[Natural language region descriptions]

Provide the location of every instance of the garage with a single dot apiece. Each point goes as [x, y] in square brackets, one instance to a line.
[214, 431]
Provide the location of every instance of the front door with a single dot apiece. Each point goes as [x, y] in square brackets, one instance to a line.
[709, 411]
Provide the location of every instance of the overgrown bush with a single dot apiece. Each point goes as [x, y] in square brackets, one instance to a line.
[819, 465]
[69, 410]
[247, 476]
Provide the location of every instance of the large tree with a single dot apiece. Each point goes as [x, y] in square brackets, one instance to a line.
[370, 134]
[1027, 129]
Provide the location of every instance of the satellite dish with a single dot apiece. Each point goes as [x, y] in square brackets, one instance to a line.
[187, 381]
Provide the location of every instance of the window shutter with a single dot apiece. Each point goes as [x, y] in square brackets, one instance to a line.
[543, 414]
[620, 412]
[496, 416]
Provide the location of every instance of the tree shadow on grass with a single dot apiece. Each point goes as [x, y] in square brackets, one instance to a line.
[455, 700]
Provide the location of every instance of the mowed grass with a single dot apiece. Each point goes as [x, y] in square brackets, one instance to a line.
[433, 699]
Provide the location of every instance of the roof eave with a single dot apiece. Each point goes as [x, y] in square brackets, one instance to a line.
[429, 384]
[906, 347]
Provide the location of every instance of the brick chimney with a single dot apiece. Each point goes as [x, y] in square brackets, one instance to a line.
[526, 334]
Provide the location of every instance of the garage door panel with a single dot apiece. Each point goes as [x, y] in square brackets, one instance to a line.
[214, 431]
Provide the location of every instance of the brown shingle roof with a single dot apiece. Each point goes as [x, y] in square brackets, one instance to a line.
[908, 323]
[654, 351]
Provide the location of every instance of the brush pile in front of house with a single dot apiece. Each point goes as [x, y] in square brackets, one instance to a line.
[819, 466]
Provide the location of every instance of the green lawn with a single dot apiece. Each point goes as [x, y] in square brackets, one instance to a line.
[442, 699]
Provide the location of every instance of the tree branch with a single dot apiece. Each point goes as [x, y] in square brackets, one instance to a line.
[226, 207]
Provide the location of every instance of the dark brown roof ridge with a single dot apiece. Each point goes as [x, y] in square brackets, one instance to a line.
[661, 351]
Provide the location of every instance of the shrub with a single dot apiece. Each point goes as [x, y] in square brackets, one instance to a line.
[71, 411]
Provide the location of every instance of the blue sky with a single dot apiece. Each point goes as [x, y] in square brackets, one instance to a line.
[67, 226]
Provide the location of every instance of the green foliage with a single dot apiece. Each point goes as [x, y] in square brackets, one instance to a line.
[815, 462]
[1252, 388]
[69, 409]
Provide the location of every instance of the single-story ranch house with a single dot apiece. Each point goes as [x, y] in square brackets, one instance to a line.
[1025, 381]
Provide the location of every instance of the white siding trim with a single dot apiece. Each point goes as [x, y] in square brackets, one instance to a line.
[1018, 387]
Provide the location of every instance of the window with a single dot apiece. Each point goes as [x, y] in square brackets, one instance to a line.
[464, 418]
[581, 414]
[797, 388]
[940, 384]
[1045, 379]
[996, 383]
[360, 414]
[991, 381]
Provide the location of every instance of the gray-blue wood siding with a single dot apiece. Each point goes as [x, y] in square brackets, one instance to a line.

> REQUIRED WORK
Write every record out again exactly.

> TASK SOLUTION
Provide the location of every instance of the garage with a single dot apiece. Each point goes as [x, y] in square brackets, one instance to a line.
[214, 431]
Provide the location of every instance of the front door with a single dot apiece. Each point goes as [x, y] in square brackets, one instance to a line.
[709, 411]
Provide the location of every instance of the overgrown bush with a single dot apiece. Each point goes as [x, y] in square brackets, one instance to a line.
[819, 465]
[69, 410]
[247, 476]
Provide the location of every instance of the large tree with a single dot apiece. Each point goes as [x, y] in square brackets, one instance to a line.
[370, 134]
[1027, 129]
Provide the location of every instance of the satellite dish with a single dot apiece. Each point goes as [x, y] in square brackets, one instance to a line.
[187, 381]
Provide the location of every instance of the window shutter with a single dot apiece. Each point goes as [x, y] in square brackets, one instance to a line.
[543, 414]
[620, 412]
[496, 416]
Provide the location of every instance of the tree shadow on grass with a single dot apiece. Each point goes as [x, y] in square brackets, one instance to a line.
[455, 700]
Provide the location of every instance of the mowed grass with a single dot apiece. Each point goes as [x, y] in square brackets, one instance to a line.
[433, 699]
Provide the location of every instance of the roof eave with a single dot apiece. Each point goes as [x, y] in square brackets, one instance to a line.
[429, 384]
[906, 347]
Provide the location of every instance of the brick chimney with a single dot apiece. Each point goes as [x, y] in square brackets, one instance to a line.
[526, 334]
Provide the location of every instance of the garage door panel with a single dot apiece. Each point goes as [x, y] in square brackets, one instance to a line.
[214, 431]
Provide the location of every instance of the brown shingle roof with a single dot apiece. Each point goes as [x, y] in square brackets, one instance to a line.
[908, 323]
[654, 351]
Provide the location of every instance of the brush pile in front of house with a single dot apiece. Each point goes as [x, y] in square brackets, one instance to a line.
[819, 466]
Provide the location of every instance of the green lawn with a single dot apiece. Each point goes as [x, y] in square brackets, one instance to a line.
[442, 699]
Provide the location of every instance of the tree branch with a single dot apiece. Each point goes as [x, y] in square brackets, one instance to a line.
[226, 207]
Provide the location of every instance of the dark brown roof ridge with a single dot apiece. Each point goes as [x, y] in square brackets, one instance to a line.
[661, 351]
Provide the location of every instance of the shrub with a single dot apiece. Each point goes as [x, y] in square brackets, one instance to a line.
[71, 411]
Provide the location of every instance of the blue sky with a single dot apiece. Each point goes as [x, y] in square brackets, one instance to a line.
[67, 226]
Provide the location of every instance of the green foliage with a single dot apiece. Each point goes as [x, y] in square brackets, one instance to a line.
[815, 462]
[1252, 388]
[69, 409]
Provide the location of every instance of the single-story ranch house with a single dot apiece. Each point goes as [x, y] in square brackets, one instance to a line.
[1025, 381]
Provide the location of every instance of the white siding trim with a single dot apiece. Each point goes as [x, y] in square brackets, one instance to a line.
[1018, 387]
Provide the location of every instance of the window with a single dot apiece. Each point goes as [x, y] in square brackets, one instance to a line.
[464, 418]
[581, 414]
[797, 388]
[940, 384]
[1045, 379]
[996, 383]
[360, 414]
[991, 381]
Provide the location of every instance of the gray-blue wood siding with a single dot apiece. Each point goes as [x, y] in square brackets, one instance to a line.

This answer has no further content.